PROBLEM TO SOLVE: Rewrite the rows below, starting with the line with "Outline every navy" and going on through the line with "68, 72, 397, 159", swapping "Return" for "Provide" and leaving everything else unchanged. Give only those lines, and leave the pictures out of the answer.

Rows from a box labeling dataset:
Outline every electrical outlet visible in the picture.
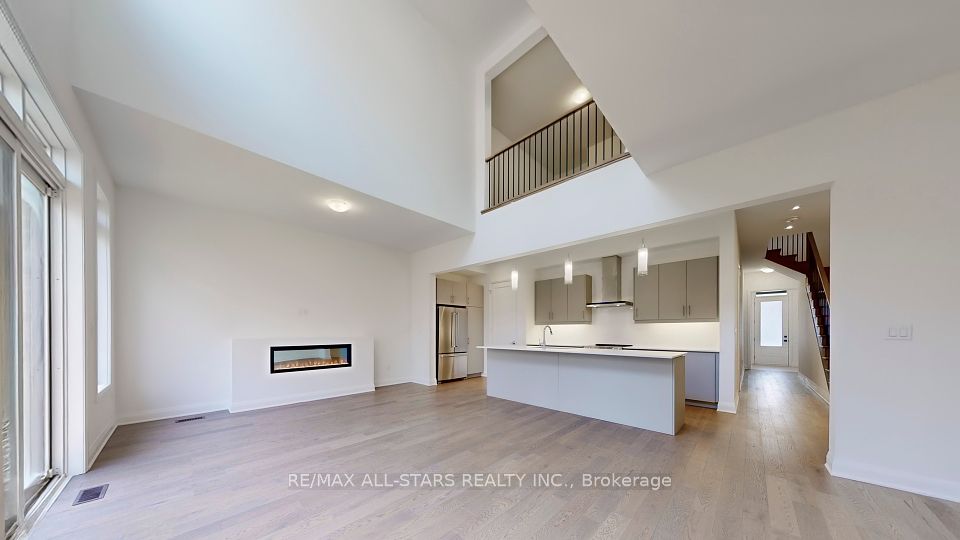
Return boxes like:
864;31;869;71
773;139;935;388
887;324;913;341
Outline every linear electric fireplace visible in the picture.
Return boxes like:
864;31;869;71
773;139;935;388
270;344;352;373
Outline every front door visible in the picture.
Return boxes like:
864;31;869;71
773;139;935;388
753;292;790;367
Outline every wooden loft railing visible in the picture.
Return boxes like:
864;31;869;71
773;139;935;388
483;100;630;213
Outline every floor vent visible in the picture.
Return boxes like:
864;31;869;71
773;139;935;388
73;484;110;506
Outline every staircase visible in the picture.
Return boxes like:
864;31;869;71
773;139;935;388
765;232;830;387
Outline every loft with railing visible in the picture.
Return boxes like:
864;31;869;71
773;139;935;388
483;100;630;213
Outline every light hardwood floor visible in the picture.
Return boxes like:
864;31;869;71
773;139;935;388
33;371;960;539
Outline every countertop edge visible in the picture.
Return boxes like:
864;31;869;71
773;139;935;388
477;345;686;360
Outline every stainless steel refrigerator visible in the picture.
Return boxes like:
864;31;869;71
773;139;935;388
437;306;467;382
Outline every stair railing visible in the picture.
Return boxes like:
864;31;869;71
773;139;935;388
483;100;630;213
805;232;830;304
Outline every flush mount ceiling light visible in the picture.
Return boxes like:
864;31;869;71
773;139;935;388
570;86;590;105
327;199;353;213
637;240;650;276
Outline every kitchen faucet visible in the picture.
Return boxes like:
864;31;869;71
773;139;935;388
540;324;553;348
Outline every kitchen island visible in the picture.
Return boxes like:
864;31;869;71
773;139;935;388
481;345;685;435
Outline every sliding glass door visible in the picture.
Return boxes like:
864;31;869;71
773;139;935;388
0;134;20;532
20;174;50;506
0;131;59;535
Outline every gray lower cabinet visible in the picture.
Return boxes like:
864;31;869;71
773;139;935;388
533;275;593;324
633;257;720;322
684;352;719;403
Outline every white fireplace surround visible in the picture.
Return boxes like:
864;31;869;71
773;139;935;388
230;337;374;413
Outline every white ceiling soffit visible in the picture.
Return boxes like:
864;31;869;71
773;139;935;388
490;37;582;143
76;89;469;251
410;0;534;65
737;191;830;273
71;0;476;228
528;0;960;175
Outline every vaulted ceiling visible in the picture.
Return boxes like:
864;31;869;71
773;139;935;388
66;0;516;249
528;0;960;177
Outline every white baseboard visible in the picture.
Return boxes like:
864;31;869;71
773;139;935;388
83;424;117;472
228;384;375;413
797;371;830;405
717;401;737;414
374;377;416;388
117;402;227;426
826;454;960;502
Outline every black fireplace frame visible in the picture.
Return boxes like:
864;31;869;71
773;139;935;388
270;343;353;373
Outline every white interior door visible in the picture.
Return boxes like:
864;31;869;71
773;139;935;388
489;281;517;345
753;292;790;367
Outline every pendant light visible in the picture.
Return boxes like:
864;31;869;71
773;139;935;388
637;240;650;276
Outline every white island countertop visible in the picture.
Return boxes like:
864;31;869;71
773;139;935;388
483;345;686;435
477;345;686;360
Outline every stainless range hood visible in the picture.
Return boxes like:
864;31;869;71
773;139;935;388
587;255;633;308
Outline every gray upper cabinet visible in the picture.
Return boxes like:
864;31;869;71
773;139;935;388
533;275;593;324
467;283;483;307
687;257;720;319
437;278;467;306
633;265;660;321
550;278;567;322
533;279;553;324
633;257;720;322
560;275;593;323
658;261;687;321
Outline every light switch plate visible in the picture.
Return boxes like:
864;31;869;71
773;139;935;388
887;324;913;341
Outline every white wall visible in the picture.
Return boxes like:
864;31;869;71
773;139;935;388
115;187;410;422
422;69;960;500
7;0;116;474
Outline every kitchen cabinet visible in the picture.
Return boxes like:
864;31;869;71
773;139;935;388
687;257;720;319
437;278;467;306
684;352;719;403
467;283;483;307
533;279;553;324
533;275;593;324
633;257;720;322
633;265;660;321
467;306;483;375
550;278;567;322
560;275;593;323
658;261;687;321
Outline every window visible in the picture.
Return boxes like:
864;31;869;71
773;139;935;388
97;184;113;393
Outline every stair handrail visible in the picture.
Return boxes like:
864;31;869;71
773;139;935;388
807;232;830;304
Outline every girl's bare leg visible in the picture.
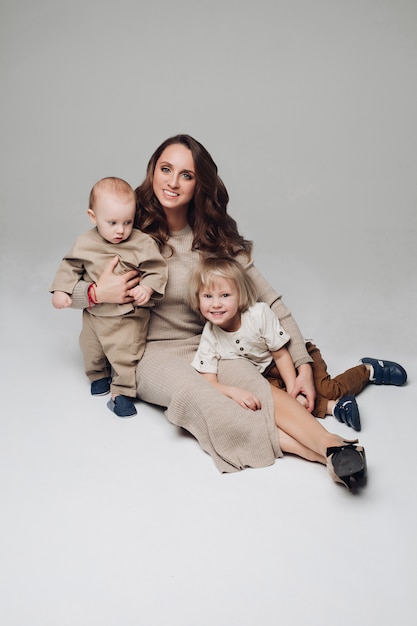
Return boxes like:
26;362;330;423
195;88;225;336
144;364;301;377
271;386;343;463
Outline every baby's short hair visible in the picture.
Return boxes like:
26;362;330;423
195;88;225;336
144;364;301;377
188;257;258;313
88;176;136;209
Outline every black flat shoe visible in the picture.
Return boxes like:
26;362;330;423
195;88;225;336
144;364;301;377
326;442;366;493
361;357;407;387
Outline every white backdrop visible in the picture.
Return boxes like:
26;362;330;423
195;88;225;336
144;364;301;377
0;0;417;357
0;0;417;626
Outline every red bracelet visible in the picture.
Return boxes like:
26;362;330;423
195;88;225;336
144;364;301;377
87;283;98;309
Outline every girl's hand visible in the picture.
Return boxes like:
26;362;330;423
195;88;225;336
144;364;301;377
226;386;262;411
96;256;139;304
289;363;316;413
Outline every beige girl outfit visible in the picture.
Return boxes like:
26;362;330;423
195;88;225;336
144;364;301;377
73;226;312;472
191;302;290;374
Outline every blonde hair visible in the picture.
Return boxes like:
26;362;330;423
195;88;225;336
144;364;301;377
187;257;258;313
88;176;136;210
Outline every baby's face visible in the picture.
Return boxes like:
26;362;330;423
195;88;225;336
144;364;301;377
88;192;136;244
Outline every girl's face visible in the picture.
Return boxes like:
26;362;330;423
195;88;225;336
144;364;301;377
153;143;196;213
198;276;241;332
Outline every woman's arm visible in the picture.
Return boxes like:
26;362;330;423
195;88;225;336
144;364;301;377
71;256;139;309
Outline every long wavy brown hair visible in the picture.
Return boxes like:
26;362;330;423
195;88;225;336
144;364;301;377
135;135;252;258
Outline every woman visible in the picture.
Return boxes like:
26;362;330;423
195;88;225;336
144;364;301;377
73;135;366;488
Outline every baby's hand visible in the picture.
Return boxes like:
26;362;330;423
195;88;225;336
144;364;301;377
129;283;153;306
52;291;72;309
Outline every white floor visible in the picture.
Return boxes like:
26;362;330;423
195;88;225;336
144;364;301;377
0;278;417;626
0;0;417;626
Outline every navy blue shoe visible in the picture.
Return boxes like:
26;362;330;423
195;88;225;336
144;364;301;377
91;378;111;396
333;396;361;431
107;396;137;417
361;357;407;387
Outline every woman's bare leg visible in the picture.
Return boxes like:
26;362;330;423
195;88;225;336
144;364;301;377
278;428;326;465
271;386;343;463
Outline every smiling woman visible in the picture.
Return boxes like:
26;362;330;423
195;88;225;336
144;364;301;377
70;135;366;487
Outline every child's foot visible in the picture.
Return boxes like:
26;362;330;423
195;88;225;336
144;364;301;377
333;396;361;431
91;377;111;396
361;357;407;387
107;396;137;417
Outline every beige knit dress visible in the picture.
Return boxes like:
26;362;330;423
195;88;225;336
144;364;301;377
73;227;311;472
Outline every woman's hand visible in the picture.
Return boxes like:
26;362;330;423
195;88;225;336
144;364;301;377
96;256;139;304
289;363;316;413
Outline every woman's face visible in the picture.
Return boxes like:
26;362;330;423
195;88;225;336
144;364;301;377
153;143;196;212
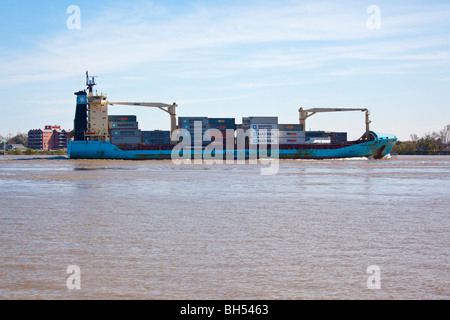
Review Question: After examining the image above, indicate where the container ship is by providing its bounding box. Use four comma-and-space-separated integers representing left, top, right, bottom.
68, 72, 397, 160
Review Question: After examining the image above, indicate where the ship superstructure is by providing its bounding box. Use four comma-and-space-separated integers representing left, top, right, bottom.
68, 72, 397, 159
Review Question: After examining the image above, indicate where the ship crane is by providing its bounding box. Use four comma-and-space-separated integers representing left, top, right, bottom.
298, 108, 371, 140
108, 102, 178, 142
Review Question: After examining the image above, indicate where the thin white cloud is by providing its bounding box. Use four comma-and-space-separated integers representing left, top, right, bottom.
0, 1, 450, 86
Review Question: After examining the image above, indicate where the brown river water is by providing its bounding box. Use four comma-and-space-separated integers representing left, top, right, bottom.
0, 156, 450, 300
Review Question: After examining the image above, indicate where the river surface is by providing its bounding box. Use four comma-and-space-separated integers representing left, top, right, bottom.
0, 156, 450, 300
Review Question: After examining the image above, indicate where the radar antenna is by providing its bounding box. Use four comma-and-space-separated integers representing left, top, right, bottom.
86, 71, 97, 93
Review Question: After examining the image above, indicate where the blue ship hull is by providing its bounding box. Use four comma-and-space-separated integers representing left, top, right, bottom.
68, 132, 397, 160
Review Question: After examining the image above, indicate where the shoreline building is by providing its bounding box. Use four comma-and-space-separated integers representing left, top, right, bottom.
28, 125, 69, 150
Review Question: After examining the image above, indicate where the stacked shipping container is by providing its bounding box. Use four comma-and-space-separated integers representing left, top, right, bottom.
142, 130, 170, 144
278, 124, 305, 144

RESPONSE:
Outline every navy blue shoe visible in the picture.
Provide boxes like:
26;362;330;423
195;88;225;336
144;364;301;377
91;378;111;396
333;396;361;431
107;396;137;417
361;357;407;387
Outline every woman's bare leg visible in the picture.
Provide boxes like:
26;362;330;423
195;88;225;336
144;364;301;377
278;428;326;465
271;386;343;463
Outline every smiling woman visible in the picture.
Provide boxes like:
26;362;330;423
195;88;225;336
144;364;301;377
70;135;366;487
Outline every child's foot visible in the picture.
Provide boxes like:
26;362;330;423
195;88;225;336
144;364;301;377
333;396;361;431
91;377;111;396
361;357;407;387
107;396;137;417
Outline every beige knit dress visible in the picture.
Provide boxes like:
26;362;330;423
195;88;225;336
144;364;301;377
73;227;311;472
Outline every woman's hand visible in the picture.
Provide boxes like:
26;362;330;423
195;88;225;336
144;364;301;377
96;256;139;304
289;363;316;413
Outline every woman's face visible in the picture.
Provide boxes like:
26;362;330;423
195;88;225;336
144;364;301;377
153;143;196;212
Review Question: After examining the image above, indicate where the container ship is by providing its bounding box. Use four comma-and-space-separated integers representing left, top, right, bottom.
68, 72, 397, 160
Review Question: After examining the image above, indicate where the ship superstructure is by providing its bounding box. Use four comma-and-space-separated integers representing left, top, right, bottom.
68, 72, 397, 159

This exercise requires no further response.